I saw my dad a couple times over the weekend. He's a lot stronger, and looks a lot more like my dad. He'd shaved. He's handsome. His color is good. His spirits are OK. Not fantastic, but OK.
I imagine that part of it is lack of activities. My dad is so incredibly bright. And being less than fully occupied makes him batshit crazy. Or whatever the DSM IV diagnosis might be.
He asked me how my life is going, about my weekend with my high school friend Jane (which was slightly hilariously insane, and will be the subject of a future post), about my blog. He asked if I'm blogging about what he's been up to.
I said I was. And that a lot of people were praying for him. He was thankful about the prayer. I didn't ask how he felt about my candor on the Internet. But truthfully, Betty reads it every day, and she is OK with what I'm saying. If she's ever not, I'll take it down.
I said that I was being very frank about what was going on in my life. We talked about the stigma of suicide, how it is actually quite common, and how people lie about it when it happens in their families.
I pointed out how we used to lie and cover up.
And my dad said, "It's easier that way."
And I said, "No. Oh, no. It's so much harder. It's so much easier to just tell the truth."
I don't know that he believes or agrees with me, but the fact is that I finally realized that it's my life too, not just his. It's my trauma to share, if I choose to. Lying exhausts me. Covering up exhausts me. This has turned my life completely upside down, every time. I just didn't used to realize it.

** Supplied material **

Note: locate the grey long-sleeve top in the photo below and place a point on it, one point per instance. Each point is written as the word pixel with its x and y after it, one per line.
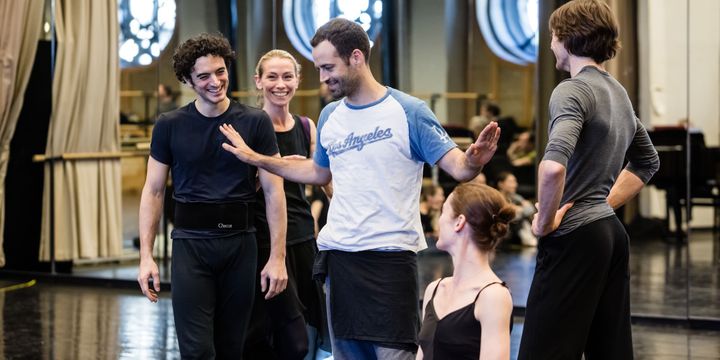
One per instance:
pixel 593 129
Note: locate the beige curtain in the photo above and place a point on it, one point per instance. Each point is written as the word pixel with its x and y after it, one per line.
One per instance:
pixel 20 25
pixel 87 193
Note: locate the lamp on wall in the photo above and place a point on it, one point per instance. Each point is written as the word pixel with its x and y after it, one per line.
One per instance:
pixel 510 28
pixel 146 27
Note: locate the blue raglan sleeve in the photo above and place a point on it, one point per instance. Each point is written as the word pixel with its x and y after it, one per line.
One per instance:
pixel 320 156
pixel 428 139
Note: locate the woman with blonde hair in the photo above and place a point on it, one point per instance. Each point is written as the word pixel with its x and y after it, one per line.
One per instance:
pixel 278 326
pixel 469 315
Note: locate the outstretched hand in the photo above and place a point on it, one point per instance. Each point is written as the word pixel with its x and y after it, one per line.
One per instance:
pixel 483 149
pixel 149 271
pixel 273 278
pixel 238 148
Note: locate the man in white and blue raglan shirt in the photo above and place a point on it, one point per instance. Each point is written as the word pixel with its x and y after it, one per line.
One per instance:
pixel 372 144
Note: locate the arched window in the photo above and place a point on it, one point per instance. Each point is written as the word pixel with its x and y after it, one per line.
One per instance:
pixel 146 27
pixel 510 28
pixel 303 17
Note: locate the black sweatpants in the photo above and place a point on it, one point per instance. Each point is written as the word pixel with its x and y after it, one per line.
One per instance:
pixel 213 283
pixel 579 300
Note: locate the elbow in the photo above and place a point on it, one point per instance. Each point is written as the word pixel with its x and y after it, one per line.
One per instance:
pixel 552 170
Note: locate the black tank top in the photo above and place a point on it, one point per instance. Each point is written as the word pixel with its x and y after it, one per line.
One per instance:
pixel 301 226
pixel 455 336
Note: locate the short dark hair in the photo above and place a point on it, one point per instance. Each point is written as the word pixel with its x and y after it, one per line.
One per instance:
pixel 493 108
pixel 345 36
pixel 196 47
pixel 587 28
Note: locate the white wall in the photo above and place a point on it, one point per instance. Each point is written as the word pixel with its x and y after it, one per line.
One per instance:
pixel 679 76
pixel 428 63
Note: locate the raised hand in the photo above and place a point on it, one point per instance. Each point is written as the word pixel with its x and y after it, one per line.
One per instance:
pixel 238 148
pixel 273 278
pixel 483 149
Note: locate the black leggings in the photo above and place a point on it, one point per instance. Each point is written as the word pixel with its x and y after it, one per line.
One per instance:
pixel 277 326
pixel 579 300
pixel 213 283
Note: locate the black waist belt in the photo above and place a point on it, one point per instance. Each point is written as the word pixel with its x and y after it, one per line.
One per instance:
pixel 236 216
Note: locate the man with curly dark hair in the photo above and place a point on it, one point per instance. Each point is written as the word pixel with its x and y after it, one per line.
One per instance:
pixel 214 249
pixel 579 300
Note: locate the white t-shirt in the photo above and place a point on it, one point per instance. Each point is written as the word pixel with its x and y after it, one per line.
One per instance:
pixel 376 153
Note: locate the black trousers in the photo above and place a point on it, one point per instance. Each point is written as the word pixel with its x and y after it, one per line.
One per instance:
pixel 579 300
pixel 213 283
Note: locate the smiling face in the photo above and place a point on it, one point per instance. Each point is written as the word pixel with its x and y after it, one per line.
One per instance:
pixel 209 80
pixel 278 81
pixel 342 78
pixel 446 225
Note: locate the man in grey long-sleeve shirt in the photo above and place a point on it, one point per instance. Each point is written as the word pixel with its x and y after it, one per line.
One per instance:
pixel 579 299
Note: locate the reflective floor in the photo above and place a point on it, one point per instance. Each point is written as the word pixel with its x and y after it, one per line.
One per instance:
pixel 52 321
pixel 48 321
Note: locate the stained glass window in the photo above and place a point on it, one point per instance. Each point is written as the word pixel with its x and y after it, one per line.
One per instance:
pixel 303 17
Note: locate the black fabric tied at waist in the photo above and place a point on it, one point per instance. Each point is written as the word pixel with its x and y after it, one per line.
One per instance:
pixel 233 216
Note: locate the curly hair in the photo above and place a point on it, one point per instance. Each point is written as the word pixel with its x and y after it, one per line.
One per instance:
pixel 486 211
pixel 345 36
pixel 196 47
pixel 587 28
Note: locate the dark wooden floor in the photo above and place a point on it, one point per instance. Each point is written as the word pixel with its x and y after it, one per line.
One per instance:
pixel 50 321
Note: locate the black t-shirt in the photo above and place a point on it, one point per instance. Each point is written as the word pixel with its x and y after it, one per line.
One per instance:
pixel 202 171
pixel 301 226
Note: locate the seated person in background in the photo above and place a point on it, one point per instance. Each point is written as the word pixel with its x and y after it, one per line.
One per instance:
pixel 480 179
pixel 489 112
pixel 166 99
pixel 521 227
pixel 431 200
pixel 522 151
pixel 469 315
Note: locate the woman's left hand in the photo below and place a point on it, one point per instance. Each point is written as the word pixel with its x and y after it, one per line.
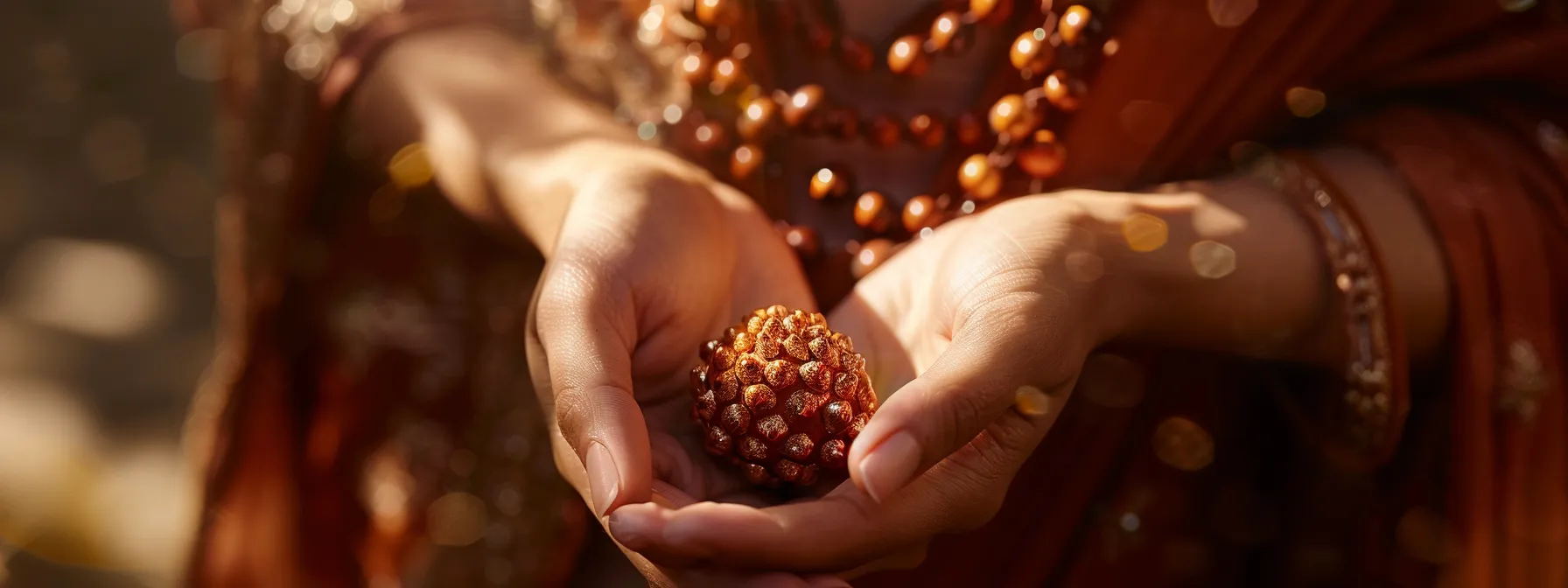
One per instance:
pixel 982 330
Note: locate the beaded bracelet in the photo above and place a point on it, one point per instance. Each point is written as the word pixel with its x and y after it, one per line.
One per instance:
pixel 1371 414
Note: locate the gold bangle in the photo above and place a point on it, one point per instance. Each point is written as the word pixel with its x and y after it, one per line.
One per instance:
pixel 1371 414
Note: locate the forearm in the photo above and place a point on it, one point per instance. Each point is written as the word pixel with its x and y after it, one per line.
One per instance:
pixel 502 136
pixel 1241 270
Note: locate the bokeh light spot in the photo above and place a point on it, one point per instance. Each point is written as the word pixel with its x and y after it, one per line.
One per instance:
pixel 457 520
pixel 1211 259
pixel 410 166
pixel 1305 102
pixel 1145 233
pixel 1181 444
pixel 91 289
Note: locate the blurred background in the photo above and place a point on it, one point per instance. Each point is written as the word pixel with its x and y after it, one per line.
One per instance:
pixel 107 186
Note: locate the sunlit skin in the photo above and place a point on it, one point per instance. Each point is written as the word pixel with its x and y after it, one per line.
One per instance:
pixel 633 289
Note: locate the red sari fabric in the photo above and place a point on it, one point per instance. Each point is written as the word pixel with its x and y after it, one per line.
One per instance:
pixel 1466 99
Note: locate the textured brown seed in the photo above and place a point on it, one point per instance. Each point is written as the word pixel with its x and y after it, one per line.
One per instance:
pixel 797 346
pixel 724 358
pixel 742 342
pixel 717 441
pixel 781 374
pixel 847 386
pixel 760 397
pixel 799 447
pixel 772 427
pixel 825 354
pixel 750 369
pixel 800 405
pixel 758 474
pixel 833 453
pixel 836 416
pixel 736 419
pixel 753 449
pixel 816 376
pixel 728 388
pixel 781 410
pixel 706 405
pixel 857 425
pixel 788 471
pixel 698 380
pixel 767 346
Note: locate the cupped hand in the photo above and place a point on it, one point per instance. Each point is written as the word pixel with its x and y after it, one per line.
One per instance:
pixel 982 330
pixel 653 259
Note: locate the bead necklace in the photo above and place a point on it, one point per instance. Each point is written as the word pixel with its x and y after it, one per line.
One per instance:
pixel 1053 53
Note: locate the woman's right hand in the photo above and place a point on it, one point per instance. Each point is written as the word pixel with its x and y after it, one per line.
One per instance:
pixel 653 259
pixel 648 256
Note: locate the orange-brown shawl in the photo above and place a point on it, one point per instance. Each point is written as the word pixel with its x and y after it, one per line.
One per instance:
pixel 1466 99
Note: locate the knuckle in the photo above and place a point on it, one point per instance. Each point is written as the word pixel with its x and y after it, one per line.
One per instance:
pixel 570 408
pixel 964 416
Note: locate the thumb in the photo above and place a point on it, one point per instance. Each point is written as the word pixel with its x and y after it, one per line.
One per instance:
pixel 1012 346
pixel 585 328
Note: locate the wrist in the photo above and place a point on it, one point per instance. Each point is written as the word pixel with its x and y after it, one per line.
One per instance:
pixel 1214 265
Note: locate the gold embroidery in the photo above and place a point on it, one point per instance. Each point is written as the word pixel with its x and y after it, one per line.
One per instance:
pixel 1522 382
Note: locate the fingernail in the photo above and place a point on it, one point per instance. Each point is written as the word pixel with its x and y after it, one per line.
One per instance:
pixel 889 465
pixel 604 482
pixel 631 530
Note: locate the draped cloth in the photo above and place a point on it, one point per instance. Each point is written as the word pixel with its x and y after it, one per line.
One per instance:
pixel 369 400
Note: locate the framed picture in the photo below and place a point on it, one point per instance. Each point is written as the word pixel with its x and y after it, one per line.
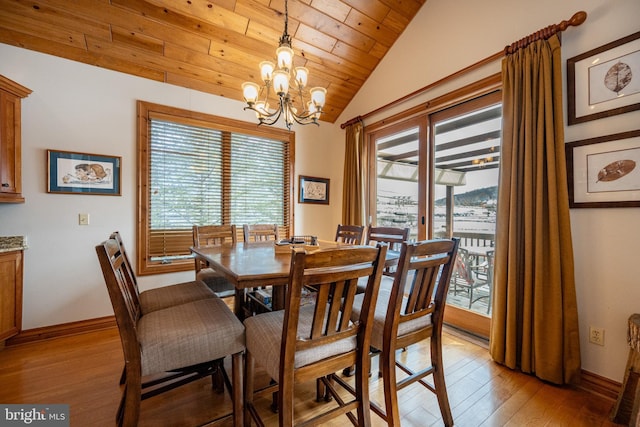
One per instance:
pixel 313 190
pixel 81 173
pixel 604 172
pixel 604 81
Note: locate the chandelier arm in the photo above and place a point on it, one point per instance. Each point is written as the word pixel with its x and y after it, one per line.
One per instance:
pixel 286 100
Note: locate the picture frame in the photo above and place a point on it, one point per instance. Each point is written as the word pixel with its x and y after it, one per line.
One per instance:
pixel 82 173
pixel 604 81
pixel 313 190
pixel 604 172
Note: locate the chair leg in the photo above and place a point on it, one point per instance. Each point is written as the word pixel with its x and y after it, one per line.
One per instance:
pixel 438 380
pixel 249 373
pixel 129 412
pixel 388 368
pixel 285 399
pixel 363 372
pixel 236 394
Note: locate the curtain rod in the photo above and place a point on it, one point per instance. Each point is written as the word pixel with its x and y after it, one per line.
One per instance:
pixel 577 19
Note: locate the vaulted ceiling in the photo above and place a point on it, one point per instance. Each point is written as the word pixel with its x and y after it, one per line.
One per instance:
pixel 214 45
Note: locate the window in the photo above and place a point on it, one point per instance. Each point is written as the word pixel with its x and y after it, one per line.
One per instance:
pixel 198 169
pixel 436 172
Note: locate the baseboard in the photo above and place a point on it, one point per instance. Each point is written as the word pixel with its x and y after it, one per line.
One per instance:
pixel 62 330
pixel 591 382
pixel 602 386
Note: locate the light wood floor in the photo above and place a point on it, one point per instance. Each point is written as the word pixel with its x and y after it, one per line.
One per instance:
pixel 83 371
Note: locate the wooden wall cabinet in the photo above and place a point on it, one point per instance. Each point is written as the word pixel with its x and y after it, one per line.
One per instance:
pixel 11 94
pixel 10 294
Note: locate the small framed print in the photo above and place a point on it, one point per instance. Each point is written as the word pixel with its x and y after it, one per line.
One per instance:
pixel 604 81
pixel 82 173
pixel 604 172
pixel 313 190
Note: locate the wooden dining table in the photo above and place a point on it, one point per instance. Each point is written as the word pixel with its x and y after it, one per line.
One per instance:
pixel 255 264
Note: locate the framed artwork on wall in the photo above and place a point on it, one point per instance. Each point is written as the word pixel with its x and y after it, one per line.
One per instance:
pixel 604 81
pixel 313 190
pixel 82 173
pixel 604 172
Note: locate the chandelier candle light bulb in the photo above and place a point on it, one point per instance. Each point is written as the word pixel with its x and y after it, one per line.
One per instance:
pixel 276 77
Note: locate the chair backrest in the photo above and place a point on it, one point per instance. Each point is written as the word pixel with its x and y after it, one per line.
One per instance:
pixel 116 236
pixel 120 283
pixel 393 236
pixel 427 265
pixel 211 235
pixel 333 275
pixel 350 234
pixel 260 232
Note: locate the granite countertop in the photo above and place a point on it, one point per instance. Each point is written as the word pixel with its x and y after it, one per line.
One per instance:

** Try it **
Please name the person who, according to the blog post above, reads the blog every day.

** Output below **
Betty